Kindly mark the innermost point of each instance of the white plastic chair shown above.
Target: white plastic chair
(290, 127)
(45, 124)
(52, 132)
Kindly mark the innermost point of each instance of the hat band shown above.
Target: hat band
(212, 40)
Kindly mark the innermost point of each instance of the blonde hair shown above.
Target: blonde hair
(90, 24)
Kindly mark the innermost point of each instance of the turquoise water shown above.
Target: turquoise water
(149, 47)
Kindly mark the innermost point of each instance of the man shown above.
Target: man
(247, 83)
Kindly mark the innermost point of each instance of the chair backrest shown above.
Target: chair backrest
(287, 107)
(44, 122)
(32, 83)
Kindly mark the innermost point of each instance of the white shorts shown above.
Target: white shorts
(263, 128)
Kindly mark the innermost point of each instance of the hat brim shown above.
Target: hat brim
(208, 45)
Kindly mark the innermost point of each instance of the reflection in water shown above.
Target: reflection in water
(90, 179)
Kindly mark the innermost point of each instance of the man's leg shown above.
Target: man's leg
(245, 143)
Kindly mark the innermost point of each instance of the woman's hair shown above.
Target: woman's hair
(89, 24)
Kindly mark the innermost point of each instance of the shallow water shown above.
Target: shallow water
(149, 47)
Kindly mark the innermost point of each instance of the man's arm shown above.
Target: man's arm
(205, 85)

--------------------------------

● **Exercise requirements**
Exactly as written, reproduce the whole listing.

● **Task answer**
Kindly mark the innermost point of each instance of the white plastic chair shown above.
Target: white plastic chair
(290, 127)
(45, 124)
(52, 132)
Kindly mark the innermost point of each instance of the hat band shown above.
Target: hat band
(212, 40)
Kindly mark the innermost point of each instance of the blonde hair shown above.
Target: blonde hair
(90, 24)
Kindly mark the innermost point of each instance of the turquoise water shown above.
Target: turquoise water
(149, 47)
Kindly mark the innermost point of each instance of the man shown above.
Target: man
(247, 83)
Kindly mark the innermost point of each instance of the chair backrest shown above.
Target: chair backrest
(287, 107)
(44, 122)
(32, 83)
Kindly mark the innermost point of each instance of the white shorts shown above.
Target: white shorts
(263, 128)
Kindly mark the innermost point of each instance of the hat brim shown above.
Target: hat brim
(208, 45)
Kindly mark the innermost point of each instance of the reflection in water shown above.
Target: reflection in water
(90, 179)
Kindly mark the innermost point of each instance of the man's leg shown above.
Target: man's leg
(245, 143)
Kindly mark the innermost point of each instance of the woman's hair shown above.
Target: woman's hair
(89, 24)
Kindly mark the innermost point of each instance of the shallow water shown above.
Target: shallow water
(149, 47)
Kindly mark the innermost point of each instance of the man's arm shown above.
Target: man's arm
(205, 85)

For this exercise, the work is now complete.